* THE EXERCISE *
Rewrite all of the data below with every "photo" replaced by "image" and nothing else changed. Leave the pictures out of your answer.

* Labeled-object pointing entries *
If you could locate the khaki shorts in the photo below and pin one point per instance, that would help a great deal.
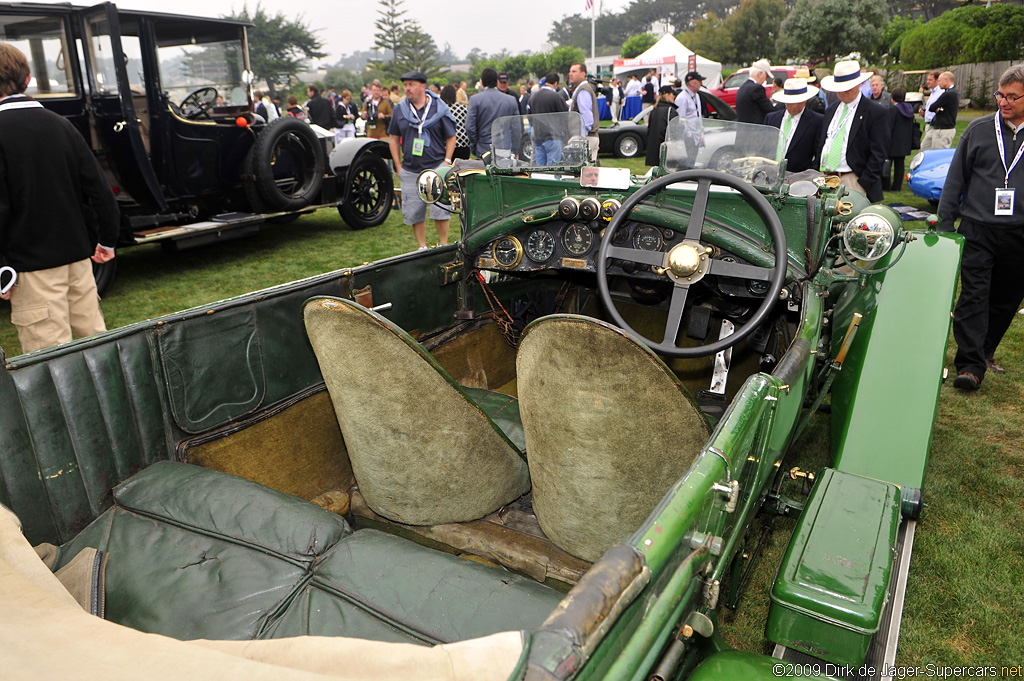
(48, 306)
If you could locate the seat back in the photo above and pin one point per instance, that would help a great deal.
(608, 427)
(422, 452)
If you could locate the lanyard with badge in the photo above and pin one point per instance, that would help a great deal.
(418, 143)
(1005, 197)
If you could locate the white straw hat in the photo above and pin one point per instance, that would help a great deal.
(795, 90)
(846, 76)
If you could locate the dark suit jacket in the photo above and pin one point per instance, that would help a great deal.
(804, 153)
(752, 103)
(867, 144)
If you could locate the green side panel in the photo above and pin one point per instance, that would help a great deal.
(885, 398)
(741, 666)
(832, 588)
(196, 553)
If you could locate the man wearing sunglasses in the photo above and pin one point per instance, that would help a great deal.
(981, 188)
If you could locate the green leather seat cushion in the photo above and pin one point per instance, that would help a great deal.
(195, 553)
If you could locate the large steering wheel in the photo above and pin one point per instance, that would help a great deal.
(689, 261)
(199, 102)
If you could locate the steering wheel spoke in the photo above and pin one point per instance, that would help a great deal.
(739, 269)
(695, 225)
(676, 308)
(653, 258)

* FINAL RESULT *
If you could locate the khaki shorts in the image below and pin one point per instance, that would help a great deal.
(48, 306)
If you could locate the seat back in the image above and pin one point per instance, that would help a great deal.
(608, 427)
(422, 452)
If you could locate the lanyard with badge in the image above and pin one point per instance, that would help a great deal.
(418, 143)
(1005, 197)
If you could locate the white straw hat in the image above and pin one point per instance, that would help a great deal.
(795, 90)
(846, 76)
If you could locate the dark suit jacket in the image above and pin one point per instance, that would help a great deal.
(804, 153)
(752, 103)
(867, 144)
If you could locate the green side panel in the image above and pin one point per instance, that would help a great deal.
(885, 398)
(741, 666)
(832, 588)
(196, 553)
If you could locate the man wearing sunglasses in the image above and pin one point per instance, that would help a great deal.
(981, 188)
If you could locate the green leather seat cushion in the image above and pin one point per instance, that would help a great deal.
(195, 553)
If you could locate the large steering wheel in the image above and pin one point per instance, that would help a great deal.
(689, 261)
(199, 102)
If you could locate the steering wheel spoke in the image above and pin one point per instance, that would help a great deal.
(739, 269)
(695, 225)
(676, 308)
(653, 258)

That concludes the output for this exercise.